- Written task A -
Render this sentence from the passage on hate crime legislation into Spanish: "The law would also permit federal involvement in cases that local authorities chose not to prosecute."
- Written task B -
Extend the passage on the Shepards and hate crime legislation with one more paragraph that picks up after its final sentence.

- Text to read -
## Start

But though the Shepards don't want the death penalty for McKinney, they do want some movement on federal hate crime legislation. Moments after the sentence was announced, Dennis Shepard stood on the Laramie courthouse steps and pleaded with members of the U.S. House of Representatives. "In memory of Matthew and all the other victims of crimes motivated by hate, my wife and I implore the Congress of the United States to pass this law." "This law" is the Hate Crimes Prevention Act, which provides harsher penalties for perpetrators of crimes spurred by the victim's gender, sexual orientation or disabilities, as well as race, religion, color or national origin. The law would also permit federal involvement in cases that local authorities chose not to prosecute.

## End

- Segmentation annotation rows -
## Start

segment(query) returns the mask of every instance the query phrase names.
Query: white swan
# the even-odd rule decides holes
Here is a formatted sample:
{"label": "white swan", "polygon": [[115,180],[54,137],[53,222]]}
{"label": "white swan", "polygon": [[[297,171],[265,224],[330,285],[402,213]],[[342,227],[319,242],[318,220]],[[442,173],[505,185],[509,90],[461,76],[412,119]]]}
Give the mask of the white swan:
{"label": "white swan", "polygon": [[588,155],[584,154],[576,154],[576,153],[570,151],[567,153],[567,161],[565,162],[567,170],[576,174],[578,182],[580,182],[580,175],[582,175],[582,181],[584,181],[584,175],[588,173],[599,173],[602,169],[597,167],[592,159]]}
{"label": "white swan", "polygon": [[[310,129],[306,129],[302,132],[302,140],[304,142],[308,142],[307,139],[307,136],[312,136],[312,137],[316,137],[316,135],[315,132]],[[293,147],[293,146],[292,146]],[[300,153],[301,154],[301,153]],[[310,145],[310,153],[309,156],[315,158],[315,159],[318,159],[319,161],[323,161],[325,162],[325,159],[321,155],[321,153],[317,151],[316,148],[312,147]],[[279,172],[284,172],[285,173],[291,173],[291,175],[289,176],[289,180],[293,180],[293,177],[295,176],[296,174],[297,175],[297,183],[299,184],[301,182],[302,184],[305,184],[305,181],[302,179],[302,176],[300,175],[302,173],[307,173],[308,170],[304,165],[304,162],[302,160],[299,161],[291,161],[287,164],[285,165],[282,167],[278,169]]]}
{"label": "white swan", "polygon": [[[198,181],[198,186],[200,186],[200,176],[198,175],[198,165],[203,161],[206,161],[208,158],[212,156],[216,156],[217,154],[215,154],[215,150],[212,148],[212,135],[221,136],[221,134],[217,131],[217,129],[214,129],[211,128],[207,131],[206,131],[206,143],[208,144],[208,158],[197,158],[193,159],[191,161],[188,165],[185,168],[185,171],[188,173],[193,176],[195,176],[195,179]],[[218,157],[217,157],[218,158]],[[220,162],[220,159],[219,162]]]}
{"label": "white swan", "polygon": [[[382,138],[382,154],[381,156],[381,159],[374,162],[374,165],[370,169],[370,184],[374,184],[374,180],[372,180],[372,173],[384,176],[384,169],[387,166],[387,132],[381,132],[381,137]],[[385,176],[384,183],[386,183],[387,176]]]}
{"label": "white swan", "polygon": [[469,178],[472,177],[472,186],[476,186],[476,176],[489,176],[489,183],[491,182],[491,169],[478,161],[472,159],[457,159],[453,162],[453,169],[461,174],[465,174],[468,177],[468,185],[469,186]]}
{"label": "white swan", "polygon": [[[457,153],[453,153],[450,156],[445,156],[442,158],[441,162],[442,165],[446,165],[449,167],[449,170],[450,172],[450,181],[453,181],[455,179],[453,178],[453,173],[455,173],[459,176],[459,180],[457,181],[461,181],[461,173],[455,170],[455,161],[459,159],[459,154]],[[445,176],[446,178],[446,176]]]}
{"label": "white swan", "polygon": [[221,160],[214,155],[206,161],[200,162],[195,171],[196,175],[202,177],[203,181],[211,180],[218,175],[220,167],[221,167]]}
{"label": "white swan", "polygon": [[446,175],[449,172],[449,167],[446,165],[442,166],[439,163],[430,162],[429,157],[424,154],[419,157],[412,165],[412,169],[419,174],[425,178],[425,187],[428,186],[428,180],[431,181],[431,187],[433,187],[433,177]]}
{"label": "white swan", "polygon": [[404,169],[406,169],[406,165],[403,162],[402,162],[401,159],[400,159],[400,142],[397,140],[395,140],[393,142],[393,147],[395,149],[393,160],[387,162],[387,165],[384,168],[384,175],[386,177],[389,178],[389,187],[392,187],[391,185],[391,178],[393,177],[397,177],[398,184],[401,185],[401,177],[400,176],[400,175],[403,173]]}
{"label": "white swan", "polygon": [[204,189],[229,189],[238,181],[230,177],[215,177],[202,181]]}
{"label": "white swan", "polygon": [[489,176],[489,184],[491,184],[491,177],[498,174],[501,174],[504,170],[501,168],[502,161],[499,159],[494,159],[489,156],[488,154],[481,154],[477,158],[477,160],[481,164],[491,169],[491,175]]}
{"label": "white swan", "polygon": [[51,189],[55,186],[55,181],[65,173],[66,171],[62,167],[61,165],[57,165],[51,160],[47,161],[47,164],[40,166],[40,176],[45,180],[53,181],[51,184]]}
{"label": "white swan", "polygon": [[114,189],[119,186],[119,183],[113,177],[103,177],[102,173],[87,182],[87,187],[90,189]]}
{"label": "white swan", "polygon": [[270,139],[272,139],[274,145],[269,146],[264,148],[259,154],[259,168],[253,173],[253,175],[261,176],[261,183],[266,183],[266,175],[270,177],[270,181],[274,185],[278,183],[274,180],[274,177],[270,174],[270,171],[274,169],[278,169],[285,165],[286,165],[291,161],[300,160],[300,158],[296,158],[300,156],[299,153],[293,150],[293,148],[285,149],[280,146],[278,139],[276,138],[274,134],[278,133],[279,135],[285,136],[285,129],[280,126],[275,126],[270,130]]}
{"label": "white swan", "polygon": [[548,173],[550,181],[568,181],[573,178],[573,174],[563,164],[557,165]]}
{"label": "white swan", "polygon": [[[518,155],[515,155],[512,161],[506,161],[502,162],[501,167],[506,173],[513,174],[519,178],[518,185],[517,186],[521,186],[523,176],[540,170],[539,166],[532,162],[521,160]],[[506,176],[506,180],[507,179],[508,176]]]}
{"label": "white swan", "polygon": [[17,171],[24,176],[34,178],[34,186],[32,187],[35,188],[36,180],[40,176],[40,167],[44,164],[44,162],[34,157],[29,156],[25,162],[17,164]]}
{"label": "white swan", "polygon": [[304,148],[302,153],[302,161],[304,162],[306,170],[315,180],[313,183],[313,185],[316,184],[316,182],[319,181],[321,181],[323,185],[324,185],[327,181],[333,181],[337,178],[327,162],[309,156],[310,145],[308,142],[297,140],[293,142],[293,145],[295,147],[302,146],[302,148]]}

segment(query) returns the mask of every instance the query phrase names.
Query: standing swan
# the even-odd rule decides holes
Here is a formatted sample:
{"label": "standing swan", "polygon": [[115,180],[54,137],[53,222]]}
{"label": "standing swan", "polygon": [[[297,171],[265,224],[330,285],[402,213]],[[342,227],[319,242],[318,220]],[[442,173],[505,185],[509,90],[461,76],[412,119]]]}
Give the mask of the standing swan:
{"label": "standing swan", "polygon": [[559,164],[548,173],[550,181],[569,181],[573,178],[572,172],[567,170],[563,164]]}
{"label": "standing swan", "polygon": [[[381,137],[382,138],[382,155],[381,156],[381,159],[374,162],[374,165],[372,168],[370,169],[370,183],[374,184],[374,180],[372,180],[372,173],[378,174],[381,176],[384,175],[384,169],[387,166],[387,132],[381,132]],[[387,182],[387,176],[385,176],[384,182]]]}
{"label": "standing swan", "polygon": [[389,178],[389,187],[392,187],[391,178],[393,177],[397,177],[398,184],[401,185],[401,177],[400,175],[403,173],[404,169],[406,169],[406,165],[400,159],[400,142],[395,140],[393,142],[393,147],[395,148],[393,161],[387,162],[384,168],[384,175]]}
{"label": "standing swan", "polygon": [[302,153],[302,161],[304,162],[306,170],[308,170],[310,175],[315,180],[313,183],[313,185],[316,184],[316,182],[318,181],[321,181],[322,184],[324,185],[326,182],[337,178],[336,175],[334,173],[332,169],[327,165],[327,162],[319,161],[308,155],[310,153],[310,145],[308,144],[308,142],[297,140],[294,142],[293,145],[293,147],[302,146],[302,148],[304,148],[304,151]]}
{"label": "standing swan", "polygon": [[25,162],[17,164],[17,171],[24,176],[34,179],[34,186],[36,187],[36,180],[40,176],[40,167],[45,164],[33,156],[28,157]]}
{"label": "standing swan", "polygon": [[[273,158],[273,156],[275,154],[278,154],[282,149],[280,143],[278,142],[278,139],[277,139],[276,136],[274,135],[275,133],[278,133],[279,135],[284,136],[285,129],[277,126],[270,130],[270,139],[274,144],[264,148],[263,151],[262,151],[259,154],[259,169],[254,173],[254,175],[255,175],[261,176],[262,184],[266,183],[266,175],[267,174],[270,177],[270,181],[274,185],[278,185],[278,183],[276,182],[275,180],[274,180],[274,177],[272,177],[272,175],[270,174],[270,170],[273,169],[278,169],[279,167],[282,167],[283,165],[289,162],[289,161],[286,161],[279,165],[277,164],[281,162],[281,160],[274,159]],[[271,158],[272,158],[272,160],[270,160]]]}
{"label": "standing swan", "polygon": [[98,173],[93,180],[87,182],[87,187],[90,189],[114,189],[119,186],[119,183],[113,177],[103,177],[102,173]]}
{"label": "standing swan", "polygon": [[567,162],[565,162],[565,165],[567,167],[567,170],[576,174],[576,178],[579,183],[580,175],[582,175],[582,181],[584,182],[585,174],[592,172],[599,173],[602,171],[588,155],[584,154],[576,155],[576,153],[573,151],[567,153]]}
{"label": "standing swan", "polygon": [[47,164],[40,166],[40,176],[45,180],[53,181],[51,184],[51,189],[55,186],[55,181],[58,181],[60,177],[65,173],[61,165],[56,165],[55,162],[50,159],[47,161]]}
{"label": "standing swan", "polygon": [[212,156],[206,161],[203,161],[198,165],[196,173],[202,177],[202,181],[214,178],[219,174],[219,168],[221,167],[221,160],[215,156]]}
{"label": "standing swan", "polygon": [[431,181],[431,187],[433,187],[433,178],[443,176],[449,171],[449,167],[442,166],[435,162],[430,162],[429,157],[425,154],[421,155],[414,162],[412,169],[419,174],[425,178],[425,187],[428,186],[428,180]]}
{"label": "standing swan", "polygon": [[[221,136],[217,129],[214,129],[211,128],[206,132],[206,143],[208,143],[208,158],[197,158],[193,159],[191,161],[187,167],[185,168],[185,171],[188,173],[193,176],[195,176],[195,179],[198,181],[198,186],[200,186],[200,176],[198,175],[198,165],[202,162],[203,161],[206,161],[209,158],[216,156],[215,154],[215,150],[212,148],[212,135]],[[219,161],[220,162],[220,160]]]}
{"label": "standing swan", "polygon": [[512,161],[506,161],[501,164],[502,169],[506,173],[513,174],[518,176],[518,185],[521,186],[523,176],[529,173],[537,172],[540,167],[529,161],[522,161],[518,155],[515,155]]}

## End

- Response A -
La ley también permitiría la intervención federal en casos que las autoridades locales optaron por no procesar.

- Response B -
Unfortunately for the Shepards, the bill stalled in the House — after whizzing through the Senate — and it doesn't look like it's going anywhere anytime soon. Given the ongoing, caustic budget debate, "Congress isn't moving on much of anything at the moment," says TIME Washington correspondent Elaine Shannon. Even if there were serious debate going on, the Hate Crimes Bill, according to Shannon, isn't getting much of a reception in the House because some representatives don't see the bill as necessary. "Very few people are for hate crimes," says Shannon. "But there are reasonable people who wonder if we need another piece of legislation that federalizes what has always been the jurisdiction of the states. These people figure that murder is murder, and assault is assault, and we already have very harsh penalties for people convicted of those crimes, including the death penalty." Supporters of the measure are increasingly frustrated by the House's inaction, and the issue is already affecting other legislation. Last week, President Clinton vetoed a major spending bill because it did not contain the Senate-approved Hate Crimes Prevention Act. Whether or not the President, soon to engage in major horse-trading with the Congress over the budget, can force the measure through is yet to be seen.